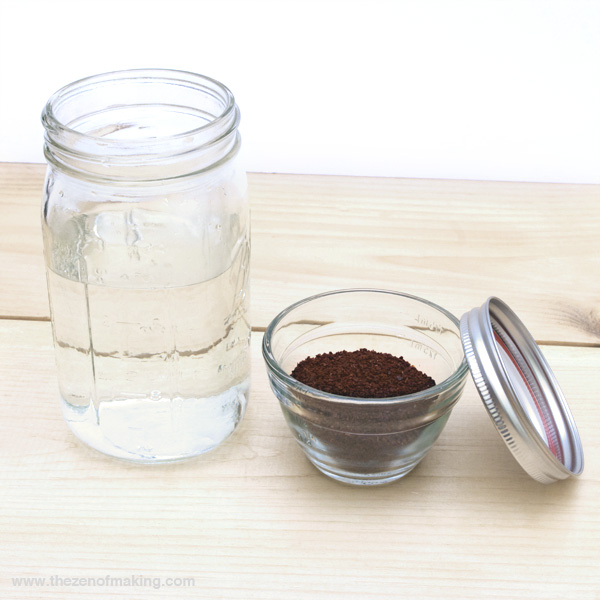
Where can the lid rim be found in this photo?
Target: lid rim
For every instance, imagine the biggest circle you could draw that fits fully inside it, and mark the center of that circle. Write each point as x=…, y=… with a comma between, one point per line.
x=502, y=394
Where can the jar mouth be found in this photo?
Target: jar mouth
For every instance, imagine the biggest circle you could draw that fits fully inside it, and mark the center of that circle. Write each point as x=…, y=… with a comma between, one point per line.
x=140, y=116
x=273, y=364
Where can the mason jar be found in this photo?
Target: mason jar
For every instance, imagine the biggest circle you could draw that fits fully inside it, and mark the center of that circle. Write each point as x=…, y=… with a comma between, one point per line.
x=146, y=240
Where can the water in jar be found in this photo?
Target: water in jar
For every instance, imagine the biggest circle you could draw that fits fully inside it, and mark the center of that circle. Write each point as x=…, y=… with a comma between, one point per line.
x=149, y=303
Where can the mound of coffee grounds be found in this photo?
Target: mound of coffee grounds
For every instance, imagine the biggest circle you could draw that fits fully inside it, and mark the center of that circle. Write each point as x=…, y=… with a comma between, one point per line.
x=362, y=374
x=367, y=439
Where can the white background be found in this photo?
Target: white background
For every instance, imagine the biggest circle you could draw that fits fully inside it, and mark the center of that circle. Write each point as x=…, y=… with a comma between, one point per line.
x=467, y=89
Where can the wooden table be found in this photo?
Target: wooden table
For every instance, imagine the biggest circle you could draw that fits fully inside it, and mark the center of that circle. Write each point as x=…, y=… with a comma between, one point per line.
x=254, y=519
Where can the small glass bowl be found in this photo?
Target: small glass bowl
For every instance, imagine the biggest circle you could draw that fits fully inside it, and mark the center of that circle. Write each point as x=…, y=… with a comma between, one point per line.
x=366, y=441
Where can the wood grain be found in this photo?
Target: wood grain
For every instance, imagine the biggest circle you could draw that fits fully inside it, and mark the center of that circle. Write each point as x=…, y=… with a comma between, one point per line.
x=453, y=242
x=255, y=520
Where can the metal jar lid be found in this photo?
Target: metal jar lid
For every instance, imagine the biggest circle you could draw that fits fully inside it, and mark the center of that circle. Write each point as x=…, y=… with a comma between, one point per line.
x=520, y=392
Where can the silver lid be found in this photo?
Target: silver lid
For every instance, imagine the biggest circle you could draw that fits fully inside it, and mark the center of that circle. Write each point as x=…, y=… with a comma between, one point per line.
x=521, y=393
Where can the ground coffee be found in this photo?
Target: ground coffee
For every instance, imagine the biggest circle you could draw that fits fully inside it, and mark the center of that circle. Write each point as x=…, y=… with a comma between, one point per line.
x=362, y=374
x=367, y=440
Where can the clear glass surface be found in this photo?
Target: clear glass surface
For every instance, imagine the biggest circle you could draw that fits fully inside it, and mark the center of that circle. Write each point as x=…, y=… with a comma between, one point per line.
x=366, y=441
x=146, y=239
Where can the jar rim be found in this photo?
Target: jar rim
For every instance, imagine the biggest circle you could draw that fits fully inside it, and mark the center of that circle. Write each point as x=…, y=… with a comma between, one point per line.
x=53, y=124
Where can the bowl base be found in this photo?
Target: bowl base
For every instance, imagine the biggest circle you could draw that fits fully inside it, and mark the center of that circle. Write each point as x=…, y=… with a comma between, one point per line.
x=363, y=479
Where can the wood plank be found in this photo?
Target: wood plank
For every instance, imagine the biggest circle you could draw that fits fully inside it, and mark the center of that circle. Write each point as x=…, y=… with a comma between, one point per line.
x=453, y=242
x=254, y=520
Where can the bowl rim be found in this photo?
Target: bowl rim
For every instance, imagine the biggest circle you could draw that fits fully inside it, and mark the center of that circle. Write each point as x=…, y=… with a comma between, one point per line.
x=272, y=364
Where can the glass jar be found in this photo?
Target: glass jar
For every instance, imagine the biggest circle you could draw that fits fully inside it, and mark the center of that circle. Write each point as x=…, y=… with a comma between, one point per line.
x=146, y=240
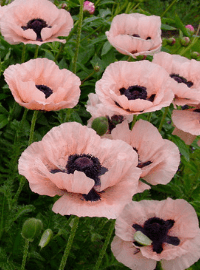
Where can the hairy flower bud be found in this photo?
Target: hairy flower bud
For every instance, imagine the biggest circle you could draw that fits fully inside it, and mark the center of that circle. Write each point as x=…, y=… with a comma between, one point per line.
x=31, y=228
x=45, y=238
x=100, y=125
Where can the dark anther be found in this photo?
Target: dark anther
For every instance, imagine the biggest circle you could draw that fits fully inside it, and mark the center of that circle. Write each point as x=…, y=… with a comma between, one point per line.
x=180, y=79
x=134, y=92
x=143, y=164
x=152, y=98
x=114, y=120
x=92, y=196
x=157, y=229
x=45, y=89
x=37, y=25
x=196, y=110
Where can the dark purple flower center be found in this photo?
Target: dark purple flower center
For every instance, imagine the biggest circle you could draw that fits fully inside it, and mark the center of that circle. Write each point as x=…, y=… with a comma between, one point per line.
x=37, y=25
x=92, y=168
x=114, y=120
x=45, y=89
x=180, y=79
x=157, y=229
x=136, y=92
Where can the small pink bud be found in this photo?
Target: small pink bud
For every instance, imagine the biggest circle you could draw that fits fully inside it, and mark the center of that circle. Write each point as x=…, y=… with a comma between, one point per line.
x=185, y=41
x=190, y=28
x=171, y=41
x=89, y=7
x=195, y=55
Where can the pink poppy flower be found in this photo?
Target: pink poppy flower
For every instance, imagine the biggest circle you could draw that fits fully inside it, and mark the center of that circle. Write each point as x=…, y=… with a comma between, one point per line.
x=135, y=34
x=39, y=84
x=89, y=7
x=34, y=22
x=172, y=227
x=94, y=176
x=97, y=109
x=134, y=87
x=186, y=75
x=157, y=157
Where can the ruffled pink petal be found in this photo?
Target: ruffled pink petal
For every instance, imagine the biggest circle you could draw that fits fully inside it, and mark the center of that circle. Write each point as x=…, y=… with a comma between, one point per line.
x=126, y=253
x=22, y=80
x=187, y=121
x=125, y=74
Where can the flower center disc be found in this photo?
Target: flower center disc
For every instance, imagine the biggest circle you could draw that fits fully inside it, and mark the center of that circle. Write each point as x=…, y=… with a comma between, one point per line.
x=37, y=25
x=180, y=79
x=157, y=229
x=134, y=92
x=45, y=89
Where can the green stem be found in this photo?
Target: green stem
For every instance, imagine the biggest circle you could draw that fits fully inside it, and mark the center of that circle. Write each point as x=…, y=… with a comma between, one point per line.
x=63, y=44
x=149, y=116
x=195, y=39
x=134, y=121
x=88, y=76
x=69, y=244
x=168, y=8
x=23, y=53
x=163, y=119
x=34, y=118
x=105, y=245
x=25, y=254
x=80, y=21
x=36, y=51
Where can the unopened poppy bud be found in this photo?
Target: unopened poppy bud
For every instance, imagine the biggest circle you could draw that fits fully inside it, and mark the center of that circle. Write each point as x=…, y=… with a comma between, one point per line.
x=185, y=41
x=190, y=28
x=142, y=239
x=171, y=41
x=100, y=125
x=31, y=228
x=96, y=68
x=46, y=238
x=89, y=7
x=195, y=55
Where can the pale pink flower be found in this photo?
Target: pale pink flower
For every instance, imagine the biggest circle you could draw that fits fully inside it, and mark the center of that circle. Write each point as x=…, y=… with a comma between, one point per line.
x=157, y=157
x=135, y=34
x=34, y=22
x=171, y=225
x=89, y=6
x=94, y=176
x=185, y=74
x=39, y=84
x=134, y=87
x=97, y=109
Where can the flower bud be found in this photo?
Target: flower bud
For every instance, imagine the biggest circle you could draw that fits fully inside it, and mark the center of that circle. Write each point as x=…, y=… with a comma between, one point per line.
x=45, y=238
x=190, y=28
x=100, y=125
x=142, y=239
x=171, y=41
x=89, y=7
x=195, y=55
x=185, y=41
x=31, y=228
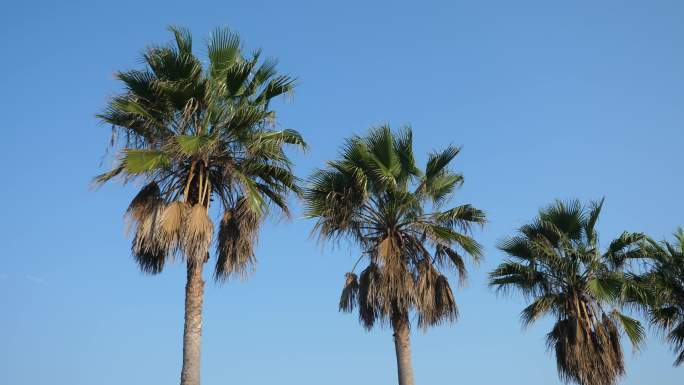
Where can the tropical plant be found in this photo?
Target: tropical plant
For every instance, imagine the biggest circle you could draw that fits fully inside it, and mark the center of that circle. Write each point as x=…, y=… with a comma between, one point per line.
x=377, y=197
x=195, y=136
x=664, y=284
x=556, y=263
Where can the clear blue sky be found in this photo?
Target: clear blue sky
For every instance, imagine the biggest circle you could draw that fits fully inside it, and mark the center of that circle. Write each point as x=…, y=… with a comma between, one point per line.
x=548, y=98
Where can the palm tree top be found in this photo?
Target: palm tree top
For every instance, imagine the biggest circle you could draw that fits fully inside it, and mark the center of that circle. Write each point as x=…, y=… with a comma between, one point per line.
x=557, y=264
x=664, y=286
x=375, y=194
x=195, y=134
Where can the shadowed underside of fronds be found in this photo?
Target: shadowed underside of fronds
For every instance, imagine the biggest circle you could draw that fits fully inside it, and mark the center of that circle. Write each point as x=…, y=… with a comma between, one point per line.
x=556, y=264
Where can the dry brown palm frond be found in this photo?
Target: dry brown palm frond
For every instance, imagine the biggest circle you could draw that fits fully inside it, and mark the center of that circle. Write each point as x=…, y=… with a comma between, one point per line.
x=587, y=355
x=196, y=235
x=142, y=204
x=172, y=222
x=370, y=296
x=147, y=247
x=350, y=293
x=237, y=238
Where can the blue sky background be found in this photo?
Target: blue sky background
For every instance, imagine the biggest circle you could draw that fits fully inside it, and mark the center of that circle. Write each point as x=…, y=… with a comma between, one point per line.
x=549, y=99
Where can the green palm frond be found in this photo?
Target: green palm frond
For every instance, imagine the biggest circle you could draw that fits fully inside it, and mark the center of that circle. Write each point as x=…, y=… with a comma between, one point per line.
x=368, y=195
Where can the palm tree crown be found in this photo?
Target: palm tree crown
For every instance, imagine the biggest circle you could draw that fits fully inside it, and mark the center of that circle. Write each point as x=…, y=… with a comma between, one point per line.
x=375, y=195
x=556, y=263
x=196, y=135
x=664, y=283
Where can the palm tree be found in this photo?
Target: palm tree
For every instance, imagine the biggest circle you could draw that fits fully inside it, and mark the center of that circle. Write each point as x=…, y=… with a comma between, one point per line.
x=196, y=136
x=556, y=263
x=664, y=283
x=376, y=196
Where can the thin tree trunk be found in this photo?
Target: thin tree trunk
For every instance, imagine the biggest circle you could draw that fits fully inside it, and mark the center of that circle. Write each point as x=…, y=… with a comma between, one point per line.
x=403, y=348
x=192, y=332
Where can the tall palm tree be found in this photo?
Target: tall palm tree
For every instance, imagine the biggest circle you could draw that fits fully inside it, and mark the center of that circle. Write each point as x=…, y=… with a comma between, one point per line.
x=556, y=263
x=195, y=136
x=664, y=284
x=377, y=197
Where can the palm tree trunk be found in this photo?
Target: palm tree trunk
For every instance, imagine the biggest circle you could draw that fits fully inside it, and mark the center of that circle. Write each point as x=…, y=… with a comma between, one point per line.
x=192, y=332
x=403, y=349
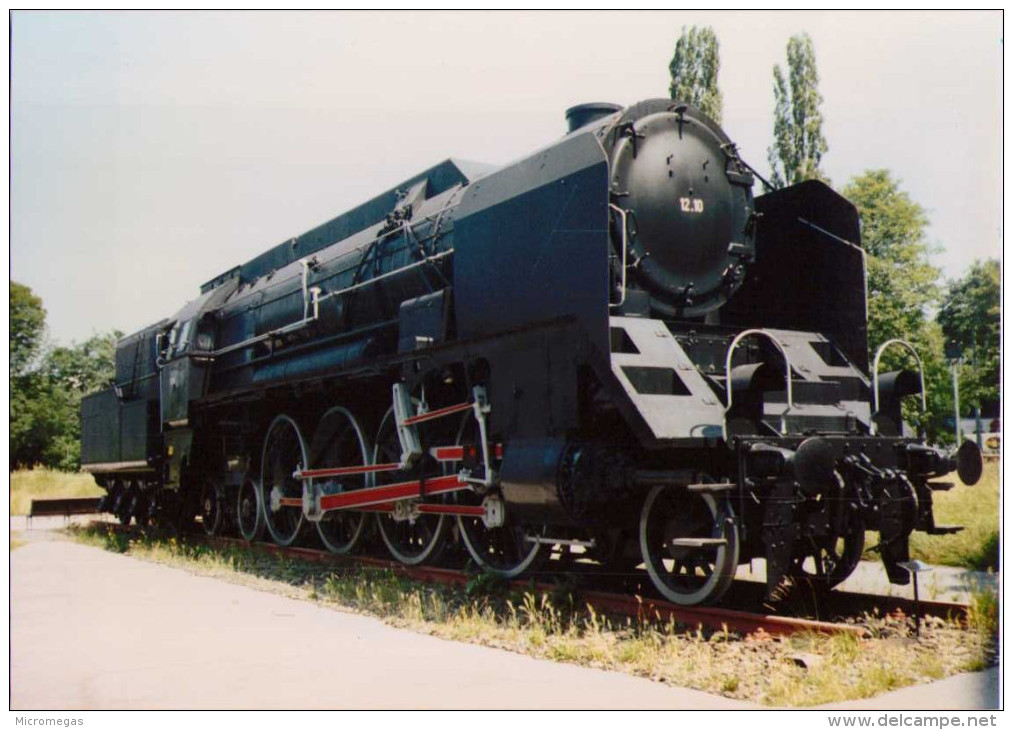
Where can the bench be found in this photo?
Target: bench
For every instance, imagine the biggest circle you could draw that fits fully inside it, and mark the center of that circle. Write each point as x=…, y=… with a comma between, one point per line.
x=65, y=506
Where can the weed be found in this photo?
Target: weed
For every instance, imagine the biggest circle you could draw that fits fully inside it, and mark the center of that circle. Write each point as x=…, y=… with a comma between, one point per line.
x=555, y=625
x=28, y=484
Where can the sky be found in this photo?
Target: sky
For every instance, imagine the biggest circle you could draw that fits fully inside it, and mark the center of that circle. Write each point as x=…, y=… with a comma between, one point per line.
x=152, y=151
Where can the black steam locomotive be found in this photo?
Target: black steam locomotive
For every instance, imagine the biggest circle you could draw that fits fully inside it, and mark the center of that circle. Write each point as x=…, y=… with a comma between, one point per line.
x=608, y=348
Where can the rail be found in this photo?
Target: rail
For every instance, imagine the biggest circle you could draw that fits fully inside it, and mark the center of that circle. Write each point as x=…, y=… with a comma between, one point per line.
x=727, y=376
x=875, y=377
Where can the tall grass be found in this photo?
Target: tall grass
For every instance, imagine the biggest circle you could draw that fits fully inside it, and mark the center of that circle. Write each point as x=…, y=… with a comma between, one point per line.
x=977, y=508
x=26, y=485
x=800, y=670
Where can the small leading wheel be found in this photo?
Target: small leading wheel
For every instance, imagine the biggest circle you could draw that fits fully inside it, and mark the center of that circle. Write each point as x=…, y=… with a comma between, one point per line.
x=142, y=508
x=690, y=545
x=249, y=513
x=284, y=453
x=410, y=542
x=128, y=502
x=504, y=551
x=826, y=561
x=212, y=508
x=339, y=441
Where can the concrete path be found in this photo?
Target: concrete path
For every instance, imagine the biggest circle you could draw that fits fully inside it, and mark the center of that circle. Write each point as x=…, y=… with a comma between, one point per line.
x=92, y=630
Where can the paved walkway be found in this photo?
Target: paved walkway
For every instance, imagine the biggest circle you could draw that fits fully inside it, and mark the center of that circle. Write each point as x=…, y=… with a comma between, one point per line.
x=92, y=630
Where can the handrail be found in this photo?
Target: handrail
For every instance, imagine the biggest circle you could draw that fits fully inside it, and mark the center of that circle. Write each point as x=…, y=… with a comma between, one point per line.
x=875, y=376
x=622, y=295
x=727, y=375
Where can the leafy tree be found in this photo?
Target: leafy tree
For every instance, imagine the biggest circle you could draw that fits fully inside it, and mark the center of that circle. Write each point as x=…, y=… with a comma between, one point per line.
x=27, y=326
x=798, y=142
x=970, y=318
x=47, y=387
x=902, y=286
x=68, y=374
x=694, y=70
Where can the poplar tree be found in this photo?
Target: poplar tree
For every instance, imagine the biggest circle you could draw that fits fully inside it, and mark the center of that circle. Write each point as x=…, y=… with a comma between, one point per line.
x=798, y=141
x=694, y=70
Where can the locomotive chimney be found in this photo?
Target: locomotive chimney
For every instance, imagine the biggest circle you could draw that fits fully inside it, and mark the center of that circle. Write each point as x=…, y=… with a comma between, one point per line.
x=581, y=114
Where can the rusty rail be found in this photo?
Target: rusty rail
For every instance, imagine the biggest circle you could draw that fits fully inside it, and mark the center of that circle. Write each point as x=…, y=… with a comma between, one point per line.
x=640, y=607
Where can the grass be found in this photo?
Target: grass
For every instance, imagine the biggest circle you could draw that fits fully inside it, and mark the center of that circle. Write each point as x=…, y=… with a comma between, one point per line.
x=977, y=508
x=26, y=485
x=801, y=670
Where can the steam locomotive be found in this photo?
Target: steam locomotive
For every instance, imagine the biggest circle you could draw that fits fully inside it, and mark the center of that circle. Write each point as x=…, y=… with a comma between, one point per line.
x=609, y=348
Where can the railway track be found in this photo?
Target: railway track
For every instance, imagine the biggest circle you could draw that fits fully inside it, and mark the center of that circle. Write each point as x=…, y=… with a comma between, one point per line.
x=837, y=603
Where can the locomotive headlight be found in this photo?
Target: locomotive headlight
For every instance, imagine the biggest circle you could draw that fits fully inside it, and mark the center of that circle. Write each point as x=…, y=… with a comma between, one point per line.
x=688, y=200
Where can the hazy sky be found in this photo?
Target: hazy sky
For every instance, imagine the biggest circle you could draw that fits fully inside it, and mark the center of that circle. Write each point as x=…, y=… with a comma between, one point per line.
x=152, y=151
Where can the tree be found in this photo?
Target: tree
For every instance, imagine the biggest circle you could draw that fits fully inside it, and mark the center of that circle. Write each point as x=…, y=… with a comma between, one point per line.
x=47, y=387
x=903, y=285
x=798, y=142
x=27, y=326
x=969, y=318
x=68, y=375
x=694, y=70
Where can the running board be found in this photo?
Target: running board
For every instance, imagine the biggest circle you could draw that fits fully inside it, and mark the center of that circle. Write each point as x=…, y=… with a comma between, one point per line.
x=944, y=530
x=711, y=488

▶ _SET PROBLEM_: Replace "blue sky" with "clear sky" in the rows starting at the line containing "Where can the blue" and ending at the line containing "x=549, y=99", and give back only those lines with everything else unchanged.

▶ _SOLUTION BELOW_:
Where can the clear sky background be found in this photo?
Target: clear sky background
For every instance, imagine the biggest circle you could draw that fits fully inside it, and mark the center of that circle. Write each point as x=…, y=… with a comma between, one point per line.
x=549, y=99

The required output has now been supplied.